● **DATA SHOWN**:
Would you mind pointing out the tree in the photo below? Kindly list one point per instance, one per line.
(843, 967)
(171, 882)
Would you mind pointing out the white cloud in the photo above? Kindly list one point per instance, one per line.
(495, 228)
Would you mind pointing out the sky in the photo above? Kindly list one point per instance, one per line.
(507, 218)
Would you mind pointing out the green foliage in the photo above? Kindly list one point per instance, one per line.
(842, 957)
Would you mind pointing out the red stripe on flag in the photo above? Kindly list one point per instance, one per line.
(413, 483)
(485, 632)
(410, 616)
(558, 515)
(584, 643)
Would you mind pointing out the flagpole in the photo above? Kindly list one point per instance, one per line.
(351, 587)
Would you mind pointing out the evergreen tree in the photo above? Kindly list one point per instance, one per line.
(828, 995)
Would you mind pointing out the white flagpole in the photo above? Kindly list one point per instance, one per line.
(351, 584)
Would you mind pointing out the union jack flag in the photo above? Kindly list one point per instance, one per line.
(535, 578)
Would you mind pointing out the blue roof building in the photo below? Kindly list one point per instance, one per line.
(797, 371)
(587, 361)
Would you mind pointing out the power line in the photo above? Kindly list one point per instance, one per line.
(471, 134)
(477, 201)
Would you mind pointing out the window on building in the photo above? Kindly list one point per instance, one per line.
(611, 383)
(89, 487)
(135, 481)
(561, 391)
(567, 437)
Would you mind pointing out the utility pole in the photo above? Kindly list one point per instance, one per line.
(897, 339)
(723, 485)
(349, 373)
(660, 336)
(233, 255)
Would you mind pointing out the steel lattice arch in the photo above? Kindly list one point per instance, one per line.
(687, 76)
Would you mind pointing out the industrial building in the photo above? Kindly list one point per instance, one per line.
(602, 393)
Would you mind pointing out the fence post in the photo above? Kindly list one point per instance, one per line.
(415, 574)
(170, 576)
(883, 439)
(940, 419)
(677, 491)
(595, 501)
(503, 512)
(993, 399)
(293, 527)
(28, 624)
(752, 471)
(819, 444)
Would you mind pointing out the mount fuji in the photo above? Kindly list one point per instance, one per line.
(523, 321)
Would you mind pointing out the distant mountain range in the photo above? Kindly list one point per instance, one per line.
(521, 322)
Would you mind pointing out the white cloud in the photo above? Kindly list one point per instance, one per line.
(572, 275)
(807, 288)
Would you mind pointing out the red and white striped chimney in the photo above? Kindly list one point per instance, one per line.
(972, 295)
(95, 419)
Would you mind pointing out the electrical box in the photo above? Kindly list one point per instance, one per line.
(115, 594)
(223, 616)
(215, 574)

● **YOUR OBJECTIVE**:
Copy every record above exactly as it appears.

● **TASK ANSWER**:
Would you mind pointing out the tree in the photo below? Kindly list one point per instance, one per line.
(843, 967)
(171, 882)
Would you mind pointing out the white cloud in the photo above? Kindly list one point per instance, one per line.
(495, 228)
Would you mind pointing out the sky in the photo above? Kindly list one point per instance, one per line.
(507, 218)
Would you mind pointing out the green foliage in the photo above? Kindly list one point per instance, one per line.
(842, 957)
Would you mind pointing out the red stripe on flag in the photo above? Kindly list one point per instance, one per line.
(413, 483)
(485, 632)
(410, 616)
(558, 515)
(584, 643)
Would you mind pointing out the flagpole in the photo above? Kindly list one point per instance, one per line.
(351, 587)
Would you mind pointing out the evergreen tree in the photo above? Kindly list one point per instance, one per line.
(828, 995)
Would you mind pointing out the white flagpole in the photo above? Kindly list one point per instance, one per line.
(351, 584)
Would you mind pointing out the union jack flag in the photo above? Kindly list one point per instance, one per line.
(535, 578)
Would you mind pointing out the blue roof building in the photo below? Kindly list one point per instance, one per line.
(797, 371)
(587, 361)
Would you mind pointing out the power line in the photo above? Kindly list one point per instance, one per line.
(471, 134)
(477, 201)
Would you mind pointing out the window on building in the photo above? Kindly list one point per instance, one per line.
(611, 383)
(89, 487)
(135, 481)
(561, 391)
(567, 437)
Would you mind pointing out the utility pole in the photo above? Kindly list one point per instance, one per line.
(897, 339)
(723, 485)
(349, 373)
(660, 336)
(233, 255)
Would you mind pointing out the steel lattice arch in the photo above? Kindly list one point per instance, one per line.
(687, 76)
Would you mind pointing out the industrial building in the photo above? Kindly list one point per instance, one per line.
(602, 393)
Would you mind pointing out the fence post in the photo above? Kindly list one point per instance, one per line.
(415, 574)
(170, 576)
(883, 439)
(940, 419)
(677, 491)
(595, 501)
(503, 512)
(993, 399)
(293, 527)
(28, 624)
(752, 471)
(819, 444)
Would you mind pointing out the mount fuji in the photo above? Kindly list one point per instance, one per line.
(523, 321)
Would you mind pointing out the distant mountain range in the photo above? Kindly list one point per instance, one per line.
(521, 322)
Would you mind pointing out the white cloud in the photo above? Kindly list one point per instance, one per line.
(572, 275)
(807, 288)
Would you mind pointing out the red and white striped chimney in the photo above? Kindly list one point per instance, one per line.
(972, 295)
(95, 419)
Would you mind pointing out the electrical box in the photo above? Kindly list one point per instance, one per line.
(115, 594)
(223, 616)
(215, 574)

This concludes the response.